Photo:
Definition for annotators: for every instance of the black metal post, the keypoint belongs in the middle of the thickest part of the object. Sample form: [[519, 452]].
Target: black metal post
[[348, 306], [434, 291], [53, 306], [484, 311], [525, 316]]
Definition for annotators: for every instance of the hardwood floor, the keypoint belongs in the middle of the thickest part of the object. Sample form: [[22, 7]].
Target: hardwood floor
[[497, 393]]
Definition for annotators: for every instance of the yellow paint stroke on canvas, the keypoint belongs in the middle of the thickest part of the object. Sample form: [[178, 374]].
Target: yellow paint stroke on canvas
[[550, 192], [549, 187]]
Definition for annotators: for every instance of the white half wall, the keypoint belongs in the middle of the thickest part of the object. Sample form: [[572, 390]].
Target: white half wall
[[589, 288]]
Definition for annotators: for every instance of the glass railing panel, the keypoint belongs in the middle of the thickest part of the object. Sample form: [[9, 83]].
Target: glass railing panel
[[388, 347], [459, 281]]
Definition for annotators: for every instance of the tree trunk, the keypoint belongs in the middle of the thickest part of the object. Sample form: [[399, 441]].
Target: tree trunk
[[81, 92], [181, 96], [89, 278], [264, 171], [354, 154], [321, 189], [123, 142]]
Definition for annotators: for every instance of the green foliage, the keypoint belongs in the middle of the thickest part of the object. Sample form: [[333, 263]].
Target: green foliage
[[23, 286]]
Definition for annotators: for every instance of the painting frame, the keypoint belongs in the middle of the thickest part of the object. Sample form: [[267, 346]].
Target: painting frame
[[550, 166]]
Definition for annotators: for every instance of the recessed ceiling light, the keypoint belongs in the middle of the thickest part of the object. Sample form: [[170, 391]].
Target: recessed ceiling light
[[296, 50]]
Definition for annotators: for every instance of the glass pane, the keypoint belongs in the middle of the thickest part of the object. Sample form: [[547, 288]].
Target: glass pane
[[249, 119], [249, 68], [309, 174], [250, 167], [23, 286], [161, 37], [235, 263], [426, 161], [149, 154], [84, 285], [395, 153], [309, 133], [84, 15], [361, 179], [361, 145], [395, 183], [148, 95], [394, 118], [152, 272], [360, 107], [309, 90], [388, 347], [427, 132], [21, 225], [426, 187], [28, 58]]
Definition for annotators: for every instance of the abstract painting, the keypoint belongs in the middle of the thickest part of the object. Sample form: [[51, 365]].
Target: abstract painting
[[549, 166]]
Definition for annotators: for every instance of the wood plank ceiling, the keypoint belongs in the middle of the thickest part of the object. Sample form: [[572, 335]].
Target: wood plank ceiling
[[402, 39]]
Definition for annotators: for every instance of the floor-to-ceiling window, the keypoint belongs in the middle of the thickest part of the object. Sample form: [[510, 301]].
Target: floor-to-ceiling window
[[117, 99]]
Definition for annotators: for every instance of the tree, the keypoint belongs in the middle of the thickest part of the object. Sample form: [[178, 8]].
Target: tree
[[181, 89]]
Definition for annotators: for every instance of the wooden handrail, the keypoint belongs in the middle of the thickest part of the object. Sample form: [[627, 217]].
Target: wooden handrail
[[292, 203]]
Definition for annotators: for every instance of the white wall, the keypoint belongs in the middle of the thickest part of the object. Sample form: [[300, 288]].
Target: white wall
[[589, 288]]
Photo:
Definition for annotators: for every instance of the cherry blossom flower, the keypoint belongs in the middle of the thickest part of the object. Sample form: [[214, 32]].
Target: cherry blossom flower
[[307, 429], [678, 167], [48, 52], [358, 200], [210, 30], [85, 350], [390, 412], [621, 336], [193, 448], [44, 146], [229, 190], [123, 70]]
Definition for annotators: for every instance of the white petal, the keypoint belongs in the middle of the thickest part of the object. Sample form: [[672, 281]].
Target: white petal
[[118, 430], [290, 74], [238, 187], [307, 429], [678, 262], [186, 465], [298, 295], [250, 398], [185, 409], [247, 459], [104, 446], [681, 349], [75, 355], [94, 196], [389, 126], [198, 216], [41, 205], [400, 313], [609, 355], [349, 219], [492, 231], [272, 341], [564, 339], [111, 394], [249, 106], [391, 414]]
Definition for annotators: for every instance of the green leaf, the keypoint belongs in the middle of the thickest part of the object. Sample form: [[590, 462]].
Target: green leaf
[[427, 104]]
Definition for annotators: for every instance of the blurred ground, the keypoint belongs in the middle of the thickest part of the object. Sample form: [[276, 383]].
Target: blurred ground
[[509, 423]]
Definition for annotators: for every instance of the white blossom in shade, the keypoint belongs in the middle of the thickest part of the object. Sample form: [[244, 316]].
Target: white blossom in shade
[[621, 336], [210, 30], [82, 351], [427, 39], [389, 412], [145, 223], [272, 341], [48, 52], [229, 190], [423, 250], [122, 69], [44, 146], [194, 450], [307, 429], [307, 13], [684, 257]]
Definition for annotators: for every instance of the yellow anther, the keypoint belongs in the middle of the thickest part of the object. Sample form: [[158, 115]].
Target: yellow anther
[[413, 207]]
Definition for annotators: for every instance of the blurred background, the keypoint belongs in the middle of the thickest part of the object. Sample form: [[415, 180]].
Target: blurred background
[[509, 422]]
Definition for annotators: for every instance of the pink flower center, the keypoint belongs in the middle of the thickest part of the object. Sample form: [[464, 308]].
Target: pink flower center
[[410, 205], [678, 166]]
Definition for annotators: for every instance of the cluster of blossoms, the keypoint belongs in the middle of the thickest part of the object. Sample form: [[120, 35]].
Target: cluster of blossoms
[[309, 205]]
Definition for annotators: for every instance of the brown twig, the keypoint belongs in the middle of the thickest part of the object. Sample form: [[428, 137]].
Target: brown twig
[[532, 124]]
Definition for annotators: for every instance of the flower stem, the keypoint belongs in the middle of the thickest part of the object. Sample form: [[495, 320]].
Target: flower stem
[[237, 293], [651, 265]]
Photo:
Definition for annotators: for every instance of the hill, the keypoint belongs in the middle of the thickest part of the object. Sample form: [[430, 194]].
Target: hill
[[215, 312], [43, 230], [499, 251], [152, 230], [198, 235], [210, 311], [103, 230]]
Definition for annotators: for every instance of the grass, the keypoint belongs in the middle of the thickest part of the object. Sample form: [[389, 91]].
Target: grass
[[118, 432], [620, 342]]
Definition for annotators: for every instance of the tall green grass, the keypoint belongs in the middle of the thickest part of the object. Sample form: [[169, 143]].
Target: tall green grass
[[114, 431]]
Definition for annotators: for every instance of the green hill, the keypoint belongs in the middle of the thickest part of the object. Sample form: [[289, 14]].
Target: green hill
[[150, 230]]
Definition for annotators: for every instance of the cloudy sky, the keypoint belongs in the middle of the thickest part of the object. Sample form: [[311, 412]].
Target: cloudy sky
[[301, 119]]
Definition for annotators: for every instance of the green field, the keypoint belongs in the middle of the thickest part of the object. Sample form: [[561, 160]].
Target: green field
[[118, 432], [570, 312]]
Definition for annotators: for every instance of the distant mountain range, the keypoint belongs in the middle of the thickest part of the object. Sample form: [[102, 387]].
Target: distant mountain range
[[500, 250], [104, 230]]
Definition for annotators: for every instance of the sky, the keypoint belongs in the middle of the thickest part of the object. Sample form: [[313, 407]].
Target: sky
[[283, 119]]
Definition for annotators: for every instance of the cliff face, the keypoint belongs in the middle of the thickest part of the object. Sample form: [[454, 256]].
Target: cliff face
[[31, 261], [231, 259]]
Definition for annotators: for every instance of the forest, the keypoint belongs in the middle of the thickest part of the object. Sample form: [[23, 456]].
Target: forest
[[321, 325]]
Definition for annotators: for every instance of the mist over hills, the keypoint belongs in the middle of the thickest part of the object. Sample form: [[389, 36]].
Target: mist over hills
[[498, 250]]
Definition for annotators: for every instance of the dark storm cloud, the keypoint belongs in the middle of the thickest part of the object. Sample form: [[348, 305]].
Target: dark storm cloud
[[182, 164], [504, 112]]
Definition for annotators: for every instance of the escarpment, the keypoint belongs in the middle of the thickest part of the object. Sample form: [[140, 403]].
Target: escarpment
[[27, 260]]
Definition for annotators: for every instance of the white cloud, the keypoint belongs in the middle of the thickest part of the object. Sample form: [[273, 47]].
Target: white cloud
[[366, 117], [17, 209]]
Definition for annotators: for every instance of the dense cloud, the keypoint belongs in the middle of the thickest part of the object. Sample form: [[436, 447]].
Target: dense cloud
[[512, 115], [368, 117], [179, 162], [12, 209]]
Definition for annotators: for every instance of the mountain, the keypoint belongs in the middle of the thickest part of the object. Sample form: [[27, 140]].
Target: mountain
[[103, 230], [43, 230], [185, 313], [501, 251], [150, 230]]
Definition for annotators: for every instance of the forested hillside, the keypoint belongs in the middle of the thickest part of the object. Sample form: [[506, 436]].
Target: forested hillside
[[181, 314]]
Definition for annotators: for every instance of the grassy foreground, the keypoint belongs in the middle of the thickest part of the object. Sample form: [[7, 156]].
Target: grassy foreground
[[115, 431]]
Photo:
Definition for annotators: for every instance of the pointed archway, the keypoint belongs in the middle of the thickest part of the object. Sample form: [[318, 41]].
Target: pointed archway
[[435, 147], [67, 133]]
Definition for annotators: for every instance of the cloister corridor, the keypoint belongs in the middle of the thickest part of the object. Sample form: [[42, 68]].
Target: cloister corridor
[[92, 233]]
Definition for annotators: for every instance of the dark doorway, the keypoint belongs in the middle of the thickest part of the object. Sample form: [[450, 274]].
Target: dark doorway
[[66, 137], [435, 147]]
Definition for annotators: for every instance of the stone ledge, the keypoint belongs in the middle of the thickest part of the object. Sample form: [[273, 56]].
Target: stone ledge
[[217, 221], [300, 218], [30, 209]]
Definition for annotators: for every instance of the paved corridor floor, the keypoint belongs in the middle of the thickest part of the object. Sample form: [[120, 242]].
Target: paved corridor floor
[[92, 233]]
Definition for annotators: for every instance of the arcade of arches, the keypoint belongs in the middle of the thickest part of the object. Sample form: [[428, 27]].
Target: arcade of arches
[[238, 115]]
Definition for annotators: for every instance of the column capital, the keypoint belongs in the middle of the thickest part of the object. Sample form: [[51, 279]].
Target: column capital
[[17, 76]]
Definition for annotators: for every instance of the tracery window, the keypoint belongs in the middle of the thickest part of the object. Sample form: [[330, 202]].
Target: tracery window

**Description of the task**
Rewrite the records starting at the beginning and ending at the line that contains "[[388, 347], [459, 281]]", with both ends included and the requests kept. Multiply every keypoint coordinate in the answers by 1.5 and round to whole numbers with halves going up, but leave the numbers in the requests and their sample forms unchanged.

**Completed task**
Photo:
Definition for annotators: for every instance of the black metal post, the keypoint belongs in the middle of the thickest part of the object. Sample form: [[519, 452]].
Target: black metal post
[[522, 459], [651, 437], [80, 459], [726, 467], [788, 474]]
Definition for annotators: for every instance of the hardwood floor, the keypoint belongs in the middle of the thickest part of the object. Sample form: [[22, 7]].
Target: hardwood floor
[[746, 590]]
Definition for annotators: for every instance of the yellow paint stroke on canvas, the keypoint belongs in the middle of the thickest part of the object. Sample form: [[178, 374]].
Target: yellow paint stroke on canvas
[[825, 288], [824, 281]]
Definition for annotators: for every instance of the white half wall, the keypoint belongs in the middle of the thickest part of the object. Sample form: [[572, 390]].
Target: white half wall
[[884, 432]]
Definition for annotators: for every instance of the glass railing panel, the keypoint belongs in the middle of the thickest part of the object. Sample form: [[9, 83]].
Target: glass railing panel
[[582, 521], [689, 422]]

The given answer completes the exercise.